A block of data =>
● ● ● ● ● ● ●

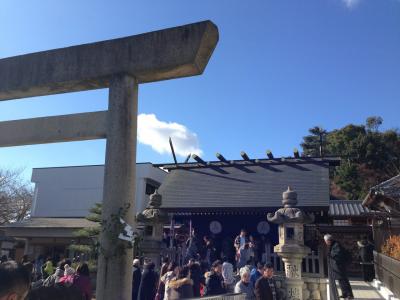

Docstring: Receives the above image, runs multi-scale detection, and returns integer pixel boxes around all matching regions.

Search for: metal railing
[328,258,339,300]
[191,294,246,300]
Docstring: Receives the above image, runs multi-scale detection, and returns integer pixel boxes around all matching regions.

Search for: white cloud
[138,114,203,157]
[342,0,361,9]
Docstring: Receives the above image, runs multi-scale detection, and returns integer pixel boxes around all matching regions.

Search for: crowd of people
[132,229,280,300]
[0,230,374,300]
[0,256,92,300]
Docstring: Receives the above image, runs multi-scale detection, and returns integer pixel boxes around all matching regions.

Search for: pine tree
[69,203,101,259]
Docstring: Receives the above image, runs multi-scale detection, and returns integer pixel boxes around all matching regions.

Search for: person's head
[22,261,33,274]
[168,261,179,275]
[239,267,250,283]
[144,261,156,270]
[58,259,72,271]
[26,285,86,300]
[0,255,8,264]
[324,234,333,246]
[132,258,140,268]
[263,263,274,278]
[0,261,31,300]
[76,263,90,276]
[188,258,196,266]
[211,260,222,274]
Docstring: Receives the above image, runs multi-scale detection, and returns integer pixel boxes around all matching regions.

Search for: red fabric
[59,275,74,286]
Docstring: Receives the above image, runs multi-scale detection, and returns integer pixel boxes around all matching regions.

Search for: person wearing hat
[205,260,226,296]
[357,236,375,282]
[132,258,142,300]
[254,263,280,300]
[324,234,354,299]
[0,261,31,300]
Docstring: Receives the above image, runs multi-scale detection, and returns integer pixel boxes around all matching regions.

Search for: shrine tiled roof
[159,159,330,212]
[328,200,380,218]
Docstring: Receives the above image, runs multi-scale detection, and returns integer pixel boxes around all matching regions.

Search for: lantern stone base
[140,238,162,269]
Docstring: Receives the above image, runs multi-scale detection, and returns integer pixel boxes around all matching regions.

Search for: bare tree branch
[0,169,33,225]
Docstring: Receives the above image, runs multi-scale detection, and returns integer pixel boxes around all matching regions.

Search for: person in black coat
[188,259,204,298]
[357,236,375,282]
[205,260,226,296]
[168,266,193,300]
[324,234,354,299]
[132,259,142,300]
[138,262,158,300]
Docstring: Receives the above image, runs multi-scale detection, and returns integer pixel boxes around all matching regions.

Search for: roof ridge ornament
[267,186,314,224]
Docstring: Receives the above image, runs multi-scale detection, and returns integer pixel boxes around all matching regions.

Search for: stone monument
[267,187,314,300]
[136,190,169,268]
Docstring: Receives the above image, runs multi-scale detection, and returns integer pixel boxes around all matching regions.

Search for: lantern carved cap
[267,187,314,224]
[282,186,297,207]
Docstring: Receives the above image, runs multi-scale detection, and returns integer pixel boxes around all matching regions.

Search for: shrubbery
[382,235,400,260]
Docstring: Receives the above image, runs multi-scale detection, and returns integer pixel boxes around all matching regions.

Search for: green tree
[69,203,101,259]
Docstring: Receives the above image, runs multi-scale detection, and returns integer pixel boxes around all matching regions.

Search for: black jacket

● ● ● ● ● ● ●

THE TASK =>
Restate the full listing verbatim and drop every picture.

WORKED SOLUTION =>
Docstring: Receives the above image, runs multi-scale detection, and returns integer pixel boxes around all matching regions.

Search for: metal railing
[328,258,339,300]
[191,294,246,300]
Docstring: Receives the above image, runs multi-scale detection, and returns integer pixel boxes around all matching regions.

Search for: white cloud
[138,114,203,157]
[342,0,361,9]
Docstring: Receives the above image, runs multi-scale detection, and returns integer pixel boxes around all matching regions.

Search for: crowd of people
[132,229,280,300]
[0,230,374,300]
[0,256,92,300]
Docstring: Receives the above image, runs multi-scale detection, and returns integer pixel boxes around all matching regions.

Search for: pine tree
[69,203,101,259]
Docstring: Receives the above image, runs multi-scale detection, and returns integer pixel boxes around all matching regions.

Search for: person's head
[22,261,33,274]
[168,261,179,275]
[239,267,250,283]
[144,261,156,270]
[58,259,72,271]
[26,285,86,300]
[0,255,8,264]
[324,234,333,246]
[132,258,140,268]
[263,263,274,278]
[0,261,31,300]
[76,263,90,276]
[188,258,196,266]
[211,260,222,274]
Docstring: Receives the above image, runs multi-scale detection, and returns integer pixel boxes around all matching regions.

Search for: red fabric
[59,275,74,286]
Docstring: Receives the above image, runs multi-scale detection, and returns integer pixel boxes around all matching regions.

Search for: person wearing hat
[205,260,226,296]
[357,236,375,282]
[132,258,142,300]
[254,263,280,300]
[324,234,354,299]
[0,261,31,300]
Docstring: Receives the above image, runs multi-scale detection, and returns integer pixel boxes around all matching regions.

Search for: shrine tiled roof
[159,159,330,212]
[328,200,380,218]
Docstring: Receives the above image, runs multi-scale detection, and returns integer pixel boxes around all matching regions.

Search for: lantern stone base
[140,238,162,269]
Docstring: Receives the above image, runs multi-scale detection, and returns integer pixel boxes around all matching regions.

Search for: bare tree branch
[0,169,33,225]
Docstring: Receives the above image, runs multi-scale detection, and returns integer pixel boxes around all matching regions.

Search for: person in black coat
[188,259,204,298]
[357,236,375,282]
[205,260,226,296]
[168,266,193,300]
[324,234,354,299]
[132,259,142,300]
[138,262,158,300]
Docstring: Receives the above image, runs multi-scale detection, and returns integer pixel boxes around all matching regions.

Search for: roof ridge ornament
[267,186,314,224]
Docstring: Receives the above image, runs multi-scale detection, and returns integer pixel boxes around all matching regions.

Search for: stone monument
[267,187,314,300]
[136,190,169,268]
Docstring: Receives the above image, runs multi-scale detection, and returns integer pixel boxes around all matching regions.

Search for: lantern carved cap
[267,187,314,224]
[282,186,297,207]
Docstring: Receives the above image, runs multi-scale detection, and returns integer pixel boxes around all matching regions.

Search for: shrubbery
[382,235,400,260]
Docstring: Receives the above image, runs multi-scale detection, and returns integer pixel boxes around all matching regions.

Search for: green tree
[69,203,101,259]
Docstring: Receives the above image, runs multi-scale detection, and returns integer pixel boxes around all matching regions.

Search for: black jacket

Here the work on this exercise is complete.